> About this task
Print the line containing "Every instance of the fork in" and every line after it exactly as written, through the end of the records.

(Records contained in a dataset)
+ + + + +

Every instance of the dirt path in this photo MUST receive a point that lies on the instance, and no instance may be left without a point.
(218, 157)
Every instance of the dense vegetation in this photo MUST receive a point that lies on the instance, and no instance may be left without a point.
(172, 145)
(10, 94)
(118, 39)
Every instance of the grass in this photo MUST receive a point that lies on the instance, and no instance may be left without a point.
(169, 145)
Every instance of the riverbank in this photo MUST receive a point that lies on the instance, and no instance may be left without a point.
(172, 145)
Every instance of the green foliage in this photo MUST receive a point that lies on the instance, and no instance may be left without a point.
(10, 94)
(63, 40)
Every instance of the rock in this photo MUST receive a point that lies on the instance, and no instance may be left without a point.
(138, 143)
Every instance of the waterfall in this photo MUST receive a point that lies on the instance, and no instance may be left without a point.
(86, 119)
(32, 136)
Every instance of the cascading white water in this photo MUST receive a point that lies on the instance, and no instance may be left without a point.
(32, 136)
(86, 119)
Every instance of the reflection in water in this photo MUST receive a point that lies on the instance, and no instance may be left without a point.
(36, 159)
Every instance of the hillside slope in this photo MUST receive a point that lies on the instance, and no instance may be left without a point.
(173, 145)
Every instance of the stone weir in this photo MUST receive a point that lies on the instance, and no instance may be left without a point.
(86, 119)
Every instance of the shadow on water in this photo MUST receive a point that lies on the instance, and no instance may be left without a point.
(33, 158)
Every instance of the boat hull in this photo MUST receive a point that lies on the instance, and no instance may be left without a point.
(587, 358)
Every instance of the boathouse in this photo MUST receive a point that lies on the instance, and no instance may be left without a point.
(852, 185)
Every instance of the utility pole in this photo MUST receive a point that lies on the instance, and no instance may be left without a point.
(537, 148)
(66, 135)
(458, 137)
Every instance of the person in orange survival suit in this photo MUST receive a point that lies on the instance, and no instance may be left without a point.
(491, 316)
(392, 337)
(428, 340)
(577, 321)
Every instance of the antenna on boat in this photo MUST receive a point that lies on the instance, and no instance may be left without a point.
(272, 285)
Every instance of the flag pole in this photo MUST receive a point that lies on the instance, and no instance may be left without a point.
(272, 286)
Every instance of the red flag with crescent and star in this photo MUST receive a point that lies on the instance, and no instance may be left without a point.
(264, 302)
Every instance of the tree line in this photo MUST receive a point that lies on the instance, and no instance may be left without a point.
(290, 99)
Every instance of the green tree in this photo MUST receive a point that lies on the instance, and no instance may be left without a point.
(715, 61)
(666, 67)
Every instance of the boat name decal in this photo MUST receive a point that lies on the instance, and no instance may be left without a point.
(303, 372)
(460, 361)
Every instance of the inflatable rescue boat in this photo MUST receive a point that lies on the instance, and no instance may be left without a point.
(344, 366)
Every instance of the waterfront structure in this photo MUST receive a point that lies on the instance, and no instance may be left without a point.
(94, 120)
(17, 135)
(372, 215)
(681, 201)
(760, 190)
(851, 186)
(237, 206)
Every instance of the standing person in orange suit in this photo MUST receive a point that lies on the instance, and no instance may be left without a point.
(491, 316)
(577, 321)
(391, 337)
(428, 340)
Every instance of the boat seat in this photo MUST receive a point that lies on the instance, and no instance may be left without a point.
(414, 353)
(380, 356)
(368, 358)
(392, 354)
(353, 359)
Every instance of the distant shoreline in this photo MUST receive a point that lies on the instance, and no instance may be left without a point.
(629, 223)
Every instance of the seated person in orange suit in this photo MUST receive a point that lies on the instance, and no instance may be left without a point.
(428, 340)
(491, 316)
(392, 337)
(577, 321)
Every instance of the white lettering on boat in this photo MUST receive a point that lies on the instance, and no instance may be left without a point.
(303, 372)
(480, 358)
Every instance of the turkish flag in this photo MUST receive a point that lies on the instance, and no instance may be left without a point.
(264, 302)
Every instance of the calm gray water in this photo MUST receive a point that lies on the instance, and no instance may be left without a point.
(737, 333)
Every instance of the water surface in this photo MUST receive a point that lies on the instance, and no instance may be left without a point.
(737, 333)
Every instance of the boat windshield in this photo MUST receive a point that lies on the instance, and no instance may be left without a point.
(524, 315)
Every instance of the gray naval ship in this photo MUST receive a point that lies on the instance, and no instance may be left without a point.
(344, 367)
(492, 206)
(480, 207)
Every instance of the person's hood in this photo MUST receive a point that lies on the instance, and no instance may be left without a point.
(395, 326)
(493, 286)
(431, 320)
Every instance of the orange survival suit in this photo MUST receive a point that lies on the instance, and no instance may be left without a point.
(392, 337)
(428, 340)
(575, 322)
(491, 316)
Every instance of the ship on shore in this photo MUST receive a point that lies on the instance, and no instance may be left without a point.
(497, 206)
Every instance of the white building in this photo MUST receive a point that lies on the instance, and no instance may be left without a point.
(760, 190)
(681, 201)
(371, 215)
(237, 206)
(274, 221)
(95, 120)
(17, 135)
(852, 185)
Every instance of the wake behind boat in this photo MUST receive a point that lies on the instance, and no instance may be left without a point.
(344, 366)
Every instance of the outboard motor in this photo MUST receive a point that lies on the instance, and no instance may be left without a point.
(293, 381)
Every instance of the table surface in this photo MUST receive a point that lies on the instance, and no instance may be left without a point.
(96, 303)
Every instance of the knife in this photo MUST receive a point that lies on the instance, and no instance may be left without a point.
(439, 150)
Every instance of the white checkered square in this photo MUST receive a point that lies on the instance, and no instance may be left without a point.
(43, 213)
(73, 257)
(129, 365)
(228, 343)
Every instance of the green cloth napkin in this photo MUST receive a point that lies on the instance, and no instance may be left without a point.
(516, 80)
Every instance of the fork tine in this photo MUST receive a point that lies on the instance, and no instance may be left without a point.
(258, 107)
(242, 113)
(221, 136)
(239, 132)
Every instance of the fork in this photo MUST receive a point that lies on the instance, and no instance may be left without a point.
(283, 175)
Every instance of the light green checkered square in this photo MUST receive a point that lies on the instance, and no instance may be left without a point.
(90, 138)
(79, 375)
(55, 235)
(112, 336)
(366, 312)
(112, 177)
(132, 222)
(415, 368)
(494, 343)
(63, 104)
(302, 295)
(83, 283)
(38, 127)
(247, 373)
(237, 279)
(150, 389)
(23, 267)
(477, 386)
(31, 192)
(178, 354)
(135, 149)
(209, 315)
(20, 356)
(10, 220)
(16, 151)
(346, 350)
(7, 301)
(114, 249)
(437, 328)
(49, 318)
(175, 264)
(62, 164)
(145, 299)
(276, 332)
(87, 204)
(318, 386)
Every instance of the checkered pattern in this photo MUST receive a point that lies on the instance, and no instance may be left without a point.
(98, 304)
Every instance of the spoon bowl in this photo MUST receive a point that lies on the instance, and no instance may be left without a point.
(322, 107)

+ + + + +

> Written response
Every instance of the fork in this photo MUST receive a point that lies on the instance, and no instance may be left without a point.
(283, 175)
Every instance of the light green checkered square in this photo MUST receive a point that lies on the instance, and no instance may be left without a point.
(90, 138)
(79, 375)
(55, 235)
(112, 336)
(366, 312)
(112, 177)
(132, 222)
(415, 368)
(494, 343)
(63, 104)
(302, 295)
(83, 283)
(38, 127)
(247, 373)
(237, 279)
(150, 389)
(23, 267)
(477, 386)
(31, 192)
(178, 354)
(135, 149)
(209, 315)
(20, 356)
(10, 220)
(16, 151)
(346, 350)
(7, 301)
(114, 249)
(437, 328)
(49, 318)
(175, 264)
(62, 164)
(145, 299)
(276, 332)
(87, 204)
(318, 386)
Every instance of the checkered pattern in this photo MUST receive a point that lies on the instance, and no instance may be left without a point.
(98, 304)
Every instance of the spoon bowl in this photo MUST receive a point that lies on the instance, and no instance may be left without a point.
(322, 107)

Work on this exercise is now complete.